* _Work instructions_:
Reproduce each of the items below word for word, with nothing added or left out.

==*==

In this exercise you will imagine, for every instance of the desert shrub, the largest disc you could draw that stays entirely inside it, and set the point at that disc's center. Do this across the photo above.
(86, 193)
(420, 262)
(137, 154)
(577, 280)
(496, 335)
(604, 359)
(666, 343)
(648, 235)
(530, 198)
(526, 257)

==*==

* _Response to the exercise_:
In this exercise you will imagine, for every instance of the desert shrub, the largest disc you could draw that stays entirely inside it, and set the point at that disc's center. Do this across the photo above.
(86, 193)
(420, 262)
(137, 154)
(577, 280)
(496, 335)
(604, 359)
(666, 343)
(648, 235)
(530, 198)
(526, 257)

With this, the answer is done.